• **Exercício breve**: Reescreva sob a forma de lista o parágrafo do texto sobre as reparações alemãs que começa por «Aliás, os desequilíbrios macroeconómicos», mantendo os factos principais.

• **Excerto selecionado**:
────
A grande guerra
[Versão
integral da coluna publicada
hoje no Diário Económico]
Na semana passada os jornais noticiaram
o “fim” da I Grande Guerra, com o pagamento
pela Alemanha da última parcela das reparações de guerra. Referindo-se ao assunto, o Daily Telegraph resumiu de forma clara
um mito duradouro: as reparações de guerra impostas à Alemanha constituíram um fardo “insuportável”, cujas consequências económicas “determinaram” a ascensão de
Hitler e a eclosão da II Guerra Mundial. Este mito concorreu
para a entronização intelectual de Keynes, promovida por uma historiografia
ideológica que o representou como o único a antecipar as consequências desastrosas de uma paz que
exigiu à Alemanha reparações “impossíveis” de pagar e “humilhantes”.
A aproximação
mais aceitável à verdade histórica sugere uma Alemanha
depois do armistício muito diferente, em particular no que respeita à relação entre as políticas macroeconómicas prosseguidas no pós-guerra e as reparações a pagar. Nem o montante de reparações provocou uma dívida,
pública e externa, insustentável, nem as reparações foram a principal causa da hiper-inflação alemã. Em 1921, a dívida alemã em
% do PIB era inferior à britânica
e as reparações pagas nunca ultrapassaram os 8,3% do rendimento nacional –muito distantes das previsões de 50% propostas pelo “clarividente” Keynes.
Aliás, os desequilíbrios
macroeconómicos germânicos foram provocados pela estratégia defendida por Keynes: desvalorizar a moeda para aumentar as exportações e gerar receitas para pagar
a dívida externa; aumentar a despesa pública para estimular
a inflação e reduzir o valor real da dívida interna. Como os
parceiros comerciais alemães passavam por um período de deflação, as alterações dos preços relativos anularam o efeito da desvalorização nominal sobre a competitividade e a hiper-inflação
destruiu a moeda.
Hitler não perdeu tempo a assegurar aos
alemães que o partido nazi acabaria
com a “roubalheira da inflação”.
Foram as desastrosas políticas recomendadas por Keynes e não as reparações, cujo valor real acabou por ser irrisório, as responsáveis pela grave crise económica do pós-guerra, onde floresceu a demagogia nacional socialista.
Quanto à “humilhação”, a reacção negativa da população alemã iniciou-se antes mesmo do tratado estar assinado.
A aceitação dos termos do armistício pelo governo social-democrata alemão em 11 de Novembro de 1918 levou imediatamente à designação das forças políticas favoráveis ao fim
da guerra como os ‘criminosos de Novembro”. Não tendo sofrido uma
invasão nem danos territoriais significativos, os alemães convenceram-se rapidamente de que não tinham perdido
a guerra, pelo que qualquer acordo
que os tratasse
como efectivos
derrotados seria sempre “humilhante”. A sombra de ilegitimidade e de fraqueza que se projectou sobre a república de Weimar desde a aprovação da constituição
em 1919 é indissociável desta sensação generalizada de humilhação. O ressentimento germânico sustentou um dos mitos mais duradouros e flagrantemente inconsistentes com
os elementos de informação disponíveis: o mito da tentativa
deliberada pelos Aliados de extermínio por inanição. Na realidade, foram as autoridades alemãs que recusaram a
oferta de ajuda alimentar. Em Março de 1919, navios
aliados iniciaram o transporte de ajuda alimentar de forma unilateral.
────
• **Material apresentado**:
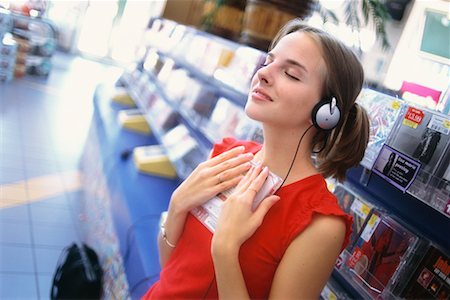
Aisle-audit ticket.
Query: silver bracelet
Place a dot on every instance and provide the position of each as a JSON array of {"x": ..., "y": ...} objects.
[{"x": 164, "y": 236}]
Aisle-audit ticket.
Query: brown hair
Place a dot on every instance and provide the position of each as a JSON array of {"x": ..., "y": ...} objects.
[{"x": 344, "y": 146}]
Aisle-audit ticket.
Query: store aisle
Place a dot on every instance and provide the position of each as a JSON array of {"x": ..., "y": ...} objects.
[{"x": 43, "y": 126}]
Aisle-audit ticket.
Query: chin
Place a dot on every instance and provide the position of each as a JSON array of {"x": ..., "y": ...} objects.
[{"x": 252, "y": 112}]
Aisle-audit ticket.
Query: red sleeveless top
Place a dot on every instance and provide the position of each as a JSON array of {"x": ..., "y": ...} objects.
[{"x": 189, "y": 273}]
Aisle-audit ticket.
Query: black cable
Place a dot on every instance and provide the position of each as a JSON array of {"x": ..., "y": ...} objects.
[
  {"x": 141, "y": 282},
  {"x": 295, "y": 156},
  {"x": 209, "y": 287}
]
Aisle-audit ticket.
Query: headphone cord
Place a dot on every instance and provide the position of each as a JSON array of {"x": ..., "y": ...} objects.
[{"x": 295, "y": 156}]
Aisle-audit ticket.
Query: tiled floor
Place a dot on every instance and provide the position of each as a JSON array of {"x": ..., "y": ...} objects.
────
• **Resposta completa**:
- Os desequilíbrios macroeconómicos alemães foram provocados pela estratégia defendida por Keynes.
- Essa estratégia previa desvalorizar a moeda para aumentar as exportações e gerar receitas para pagar a dívida externa.
- Previa também aumentar a despesa pública para estimular a inflação e reduzir o valor real da dívida interna.
- Os parceiros comerciais da Alemanha atravessavam um período de deflação, pelo que as alterações dos preços relativos anularam o efeito da desvalorização nominal sobre a competitividade.
- A hiperinflação destruiu a moeda.